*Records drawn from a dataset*
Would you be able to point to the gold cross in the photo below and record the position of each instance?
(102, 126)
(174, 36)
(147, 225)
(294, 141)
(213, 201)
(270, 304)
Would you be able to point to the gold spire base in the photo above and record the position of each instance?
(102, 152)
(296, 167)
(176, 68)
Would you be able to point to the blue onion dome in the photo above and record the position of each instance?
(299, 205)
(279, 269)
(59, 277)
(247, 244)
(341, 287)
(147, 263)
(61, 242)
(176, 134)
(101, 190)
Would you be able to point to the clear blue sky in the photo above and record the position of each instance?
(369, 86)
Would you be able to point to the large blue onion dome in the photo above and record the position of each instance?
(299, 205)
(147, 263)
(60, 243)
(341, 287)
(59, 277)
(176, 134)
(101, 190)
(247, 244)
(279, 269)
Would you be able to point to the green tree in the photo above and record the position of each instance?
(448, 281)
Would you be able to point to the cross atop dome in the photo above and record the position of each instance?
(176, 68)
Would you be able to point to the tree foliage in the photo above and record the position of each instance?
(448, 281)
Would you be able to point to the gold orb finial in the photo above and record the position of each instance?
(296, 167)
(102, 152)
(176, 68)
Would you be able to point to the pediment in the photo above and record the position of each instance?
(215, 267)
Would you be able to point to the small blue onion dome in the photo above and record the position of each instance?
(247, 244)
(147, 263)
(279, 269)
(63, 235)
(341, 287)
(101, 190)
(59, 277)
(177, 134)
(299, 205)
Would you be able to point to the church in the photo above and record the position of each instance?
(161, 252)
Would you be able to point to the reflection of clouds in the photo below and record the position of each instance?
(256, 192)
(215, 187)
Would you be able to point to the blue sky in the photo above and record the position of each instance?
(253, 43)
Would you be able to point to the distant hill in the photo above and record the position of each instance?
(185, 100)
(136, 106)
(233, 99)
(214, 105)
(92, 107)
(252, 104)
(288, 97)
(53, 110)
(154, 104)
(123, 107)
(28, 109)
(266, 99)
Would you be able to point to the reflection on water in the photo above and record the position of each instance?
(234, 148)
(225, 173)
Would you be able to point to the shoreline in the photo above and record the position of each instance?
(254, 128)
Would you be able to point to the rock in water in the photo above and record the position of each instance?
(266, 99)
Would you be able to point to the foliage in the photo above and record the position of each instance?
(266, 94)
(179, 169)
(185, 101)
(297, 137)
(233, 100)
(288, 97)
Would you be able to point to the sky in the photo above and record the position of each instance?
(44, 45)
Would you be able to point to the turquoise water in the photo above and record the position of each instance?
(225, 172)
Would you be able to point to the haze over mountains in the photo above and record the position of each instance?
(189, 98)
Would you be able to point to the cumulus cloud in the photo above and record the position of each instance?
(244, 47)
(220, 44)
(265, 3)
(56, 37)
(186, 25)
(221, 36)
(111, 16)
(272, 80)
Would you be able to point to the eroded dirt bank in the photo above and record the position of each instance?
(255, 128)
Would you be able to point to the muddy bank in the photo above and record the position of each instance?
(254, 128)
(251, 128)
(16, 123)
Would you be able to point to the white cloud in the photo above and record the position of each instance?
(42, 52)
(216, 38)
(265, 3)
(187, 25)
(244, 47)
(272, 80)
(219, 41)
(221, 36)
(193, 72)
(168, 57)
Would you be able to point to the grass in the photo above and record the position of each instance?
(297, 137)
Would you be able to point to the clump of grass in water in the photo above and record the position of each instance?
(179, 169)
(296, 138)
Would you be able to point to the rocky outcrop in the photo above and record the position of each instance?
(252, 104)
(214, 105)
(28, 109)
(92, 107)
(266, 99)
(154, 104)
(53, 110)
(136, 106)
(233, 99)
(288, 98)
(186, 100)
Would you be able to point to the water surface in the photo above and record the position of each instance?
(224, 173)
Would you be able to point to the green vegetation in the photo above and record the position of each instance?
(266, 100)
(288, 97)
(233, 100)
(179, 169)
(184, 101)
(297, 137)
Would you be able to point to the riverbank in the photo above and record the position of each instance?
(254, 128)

*Exercise instructions*
An exact copy of every record is required here.

*The completed task*
Would you be able to point to the gold cross in the photo below and record the position of each instance?
(102, 126)
(174, 36)
(147, 225)
(294, 141)
(213, 201)
(270, 304)
Would you be able to point to the gold spire base in the photo above and record the position of each instance?
(102, 152)
(296, 167)
(176, 68)
Would you be able to point to the blue onion dome in the photo above and record the position of each instance?
(299, 205)
(279, 269)
(59, 277)
(247, 244)
(341, 287)
(147, 263)
(61, 242)
(176, 134)
(101, 190)
Would you be able to point to the clear blue sky in the photo above and record the position of each instance?
(369, 86)
Would you be able to point to the large blue onion dome in the photo above and record the position of each instance?
(299, 205)
(147, 263)
(60, 243)
(341, 287)
(59, 277)
(176, 134)
(101, 190)
(247, 244)
(279, 269)
Would you be able to point to the green tree in the photo above and record the position of each instance?
(448, 281)
Would you be able to point to the cross atop dome in the photo above and record the position of each instance?
(176, 68)
Would you be able to point to the tree foliage in the photo above and record the position of each instance?
(448, 281)
Would you be able to point to the gold orb finial in the photo above and record the position of each instance?
(296, 167)
(102, 152)
(176, 68)
Would you be able to point to the pediment in the photo above and record the position of each instance?
(215, 267)
Would you be able to point to the small blue onion dome in the photo above and record the position of each instance?
(247, 244)
(147, 263)
(279, 269)
(63, 235)
(341, 287)
(101, 190)
(59, 277)
(177, 134)
(299, 205)
Would you be able to point to the church in the photo above and record the position of each instance?
(161, 252)
Would you be able to point to the reflection of clouds in the photo below and record the position of each instance?
(256, 192)
(215, 187)
Would you be able to point to the blue sky in the photo above and record the position of each instance?
(253, 43)
Would you be able to point to the distant hill in the photo above and record the position of each instance?
(185, 100)
(136, 106)
(233, 99)
(214, 105)
(92, 107)
(252, 104)
(288, 97)
(53, 110)
(154, 104)
(123, 107)
(28, 109)
(266, 99)
Would you be able to point to the reflection on water in the photo above and record the position of each instance?
(234, 148)
(225, 173)
Would you be able to point to the shoreline in the photo above and record the position of each instance?
(254, 128)
Would you be able to point to the rock in water in the photo above and record the position of each instance?
(266, 99)
Would you be able to point to the foliage in the photo above and record the position of each instance?
(266, 94)
(179, 169)
(185, 101)
(297, 137)
(233, 100)
(288, 97)
Would you be able to point to the sky in the photo above and record the position of each instance?
(44, 45)
Would you be able to point to the turquoise water in the photo above and record the position of each instance?
(225, 172)
Would you be able to point to the haze over mountains in the photo above and record the position of each instance?
(189, 98)
Would you be able to point to the cumulus cloud in the photo above and record the position of each instance?
(244, 47)
(220, 44)
(265, 3)
(56, 37)
(186, 25)
(221, 36)
(111, 16)
(272, 80)
Would you be able to point to the eroded dirt bank in the photo above and record the position of each instance?
(255, 128)
Would you be able to point to the muddy bank in the photo above and record the position of each instance?
(254, 128)
(251, 128)
(16, 123)
Would you be able to point to the white cloud in the photo above and record the position of each instance?
(42, 52)
(216, 38)
(265, 3)
(187, 25)
(244, 47)
(272, 80)
(219, 41)
(221, 36)
(193, 72)
(168, 57)
Would you be able to point to the grass in the photo above and record the position of each instance?
(297, 137)
Would you be able to point to the clump of grass in water in the photo above and record the position of each instance?
(179, 169)
(296, 138)
Would you be able to point to the rocky outcrop in the photo above and record the position of each instance?
(252, 104)
(214, 105)
(28, 109)
(92, 107)
(266, 99)
(154, 104)
(53, 110)
(136, 106)
(233, 99)
(288, 98)
(186, 100)
Would you be able to point to the water surface in the photo above and record the position of each instance?
(224, 173)
Would you be able to point to the green vegetation in the photo above and record the position of each instance?
(266, 100)
(288, 97)
(233, 100)
(179, 169)
(184, 101)
(297, 137)
Would you be able to point to the riverbank in the photo above and record the position of each instance?
(254, 128)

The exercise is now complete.